§ **Work instruction**: A faithful, complete copy of the records is required.

** Opening Dataset records block **

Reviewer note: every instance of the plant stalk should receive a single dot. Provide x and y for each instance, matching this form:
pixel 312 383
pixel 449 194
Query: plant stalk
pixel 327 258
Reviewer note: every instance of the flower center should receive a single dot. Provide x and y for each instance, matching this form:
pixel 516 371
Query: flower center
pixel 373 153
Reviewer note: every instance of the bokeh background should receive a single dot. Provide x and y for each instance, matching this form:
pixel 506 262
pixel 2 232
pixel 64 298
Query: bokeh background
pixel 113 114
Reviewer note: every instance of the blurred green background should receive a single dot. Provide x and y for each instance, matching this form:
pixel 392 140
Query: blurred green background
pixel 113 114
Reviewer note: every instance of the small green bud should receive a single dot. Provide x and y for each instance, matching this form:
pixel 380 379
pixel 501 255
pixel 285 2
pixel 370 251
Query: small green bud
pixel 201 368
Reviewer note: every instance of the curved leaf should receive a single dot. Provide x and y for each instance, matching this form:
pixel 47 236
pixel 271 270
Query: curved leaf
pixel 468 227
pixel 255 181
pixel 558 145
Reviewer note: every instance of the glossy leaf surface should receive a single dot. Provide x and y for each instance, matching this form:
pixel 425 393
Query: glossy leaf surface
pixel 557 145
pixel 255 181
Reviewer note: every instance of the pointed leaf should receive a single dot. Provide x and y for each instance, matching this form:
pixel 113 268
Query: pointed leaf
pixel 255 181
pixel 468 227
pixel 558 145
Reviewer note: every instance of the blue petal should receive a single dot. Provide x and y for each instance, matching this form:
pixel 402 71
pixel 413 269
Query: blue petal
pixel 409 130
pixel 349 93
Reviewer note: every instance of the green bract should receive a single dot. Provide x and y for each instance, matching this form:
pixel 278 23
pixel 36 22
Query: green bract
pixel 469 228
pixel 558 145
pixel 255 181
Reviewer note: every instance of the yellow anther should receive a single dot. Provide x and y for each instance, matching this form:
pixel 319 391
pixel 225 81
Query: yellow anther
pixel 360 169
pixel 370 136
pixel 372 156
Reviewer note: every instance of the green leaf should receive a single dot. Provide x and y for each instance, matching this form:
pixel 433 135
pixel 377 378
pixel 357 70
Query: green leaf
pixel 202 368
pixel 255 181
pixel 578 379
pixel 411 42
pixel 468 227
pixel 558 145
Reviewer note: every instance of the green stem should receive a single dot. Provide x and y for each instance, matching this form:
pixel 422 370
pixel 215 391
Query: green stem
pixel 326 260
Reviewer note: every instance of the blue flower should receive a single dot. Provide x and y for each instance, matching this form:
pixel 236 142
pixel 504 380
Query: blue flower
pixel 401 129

** Closing Dataset records block **

§ **Result of this task**:
Reviewer note: every instance of the plant stalk should receive a single dot. Provide x and y for each instance, matching this form:
pixel 312 383
pixel 449 194
Query: plant stalk
pixel 327 258
Reviewer note: every instance of the flower center should receive a single dot. Provide x and y for each instance, matching this form:
pixel 516 371
Query: flower center
pixel 373 153
Reviewer note: every instance of the bokeh background should receive a single dot. Provide x and y for each instance, matching this form:
pixel 506 262
pixel 2 232
pixel 64 298
Query: bokeh background
pixel 113 114
Reviewer note: every instance of the blurred green background should receive a single dot. Provide x and y for each instance, matching this form:
pixel 392 140
Query: blurred green background
pixel 113 114
Reviewer note: every instance of the small green bud should receive a single dot. Provide x and y for each instance, matching this form:
pixel 380 379
pixel 501 255
pixel 285 2
pixel 370 251
Query: small green bud
pixel 201 368
Reviewer note: every instance of the curved leaf should receive a single dot. Provide x and y for each instance, matching this form:
pixel 47 236
pixel 271 270
Query: curved leaf
pixel 468 227
pixel 255 181
pixel 558 145
Reviewer note: every instance of the glossy leaf surface should receive a single dot. Provide x and y for each instance, matching this form:
pixel 425 393
Query: glossy leaf surface
pixel 557 145
pixel 255 181
Reviewer note: every instance of the pointed leaf should receive a single dot. Provide x and y for each instance, matching this form:
pixel 113 268
Query: pointed leaf
pixel 255 181
pixel 468 227
pixel 558 145
Reviewer note: every instance of the blue petal should receive a single dot. Provide x and y for each instance, matching this form:
pixel 402 71
pixel 413 269
Query: blue petal
pixel 409 130
pixel 349 93
Reviewer note: every instance of the green bract should receive a single dot. Provide x and y for each instance, matching this form:
pixel 278 23
pixel 36 22
Query: green bract
pixel 469 228
pixel 558 145
pixel 255 181
Reviewer note: every instance of the yellow anther should receive a single dot. Provide x and y for each instance, matching this form:
pixel 319 391
pixel 225 81
Query: yellow anther
pixel 360 169
pixel 370 136
pixel 372 156
Reviewer note: every instance of the green leaf should receive a single dot. Provide x and y for each instance, matching this form:
pixel 433 135
pixel 377 378
pixel 357 70
Query: green leaf
pixel 202 368
pixel 255 181
pixel 578 379
pixel 411 42
pixel 468 227
pixel 558 145
Reviewer note: every instance of the green stem should receive a single dot. Provide x and y for each instance, matching this form:
pixel 422 370
pixel 215 391
Query: green stem
pixel 326 260
Reviewer note: every instance of the blue flower should receive a single dot. Provide x and y for each instance, matching this form:
pixel 236 142
pixel 504 380
Query: blue flower
pixel 401 129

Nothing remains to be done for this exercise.